= Excerpt provided =
Does anyone have any credible sources for the current Nazi influence in Ukraine?
No, but then I wouldn't expect to much credible information on something that largely doesn't exist, and I don't know any credible sources that would unironically use the term 'professional Nazi' either.
Given that the Azov Brigade's primary Nazi-ness was primarily performative, not ideological, and the primary ideological parallel was 'anyone the russians hate who could kill a lot of them had something going for them' rather than 'uber-racist genocidal anti-semetic state-supremacist nationalist with a desire to conquer Europe and colonize the east,' I'm also unclear what you think a 'trained, professional Nazi brigade' entails. Fashion-conscious parades? Cosplay with vigor? Casual drives through the Ardennes?
The neo-nazi accusation is about as old as the Russian incursion into Ukraine, which is to say 2014 and attempted at the Nova Russia uprising that fizzled into the Separatists, and has been the go-to accusation for the Russian propaganda aparatus for a decade now. It's about as well founded as it ever was. The Azovs were Nazis in much the same way that Satanists are worshippers of evil- it was (and to a degree still is) a form of unrepentant defiance by identifying with your hated outgroup's nominal worst fear / hated foe, rather than with what otherwise might be presented as a cultural sibling.

Coordinate annotation entries:
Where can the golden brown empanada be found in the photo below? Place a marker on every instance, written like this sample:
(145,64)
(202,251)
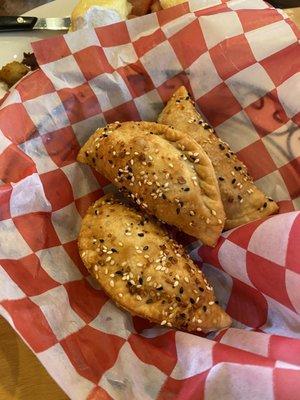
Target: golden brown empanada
(144,271)
(242,200)
(167,173)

= Task requirements =
a - In the discussion about Nazi influence in Ukraine, list every question in the paragraph that begins "Given that the Azov Brigade's".
b - Carry on the discussion about Nazi influence in Ukraine from where it stops.

= Responses for each task =
a -
- Fashion-conscious parades?
- Cosplay with vigor?
- Casual drives through the Ardennes?

b -
At the end of the day, the Azovs were one of a large number of private and oligarch-sponsored militias groups that rose during the chaos of Russia's attempted nova russia uprising. They weren't particularly nazi, unless you conflate all right-wing politics with nazi, and the only thing particularly notable about them aside from their wearing accusations like a badge of honor was a relatively high valor and willingness to keep fighting, which is why they were notably effective, and one of the reasons the Russians have fixated on them in particular.
That Azov formation is long dead. Between the post-2015 reorganization of the oligarchic controlled militias into the national military with replacements of key leaders, the normal military manning cycles, and the extremely high attrition during the Mariupole campaign in 2022, very little of the original formation remains, and the formation itself has been expanded and thus flooded so even pre-war composition would be flooded by outsiders, i.e. diluting the characteristics of the precursor personnel.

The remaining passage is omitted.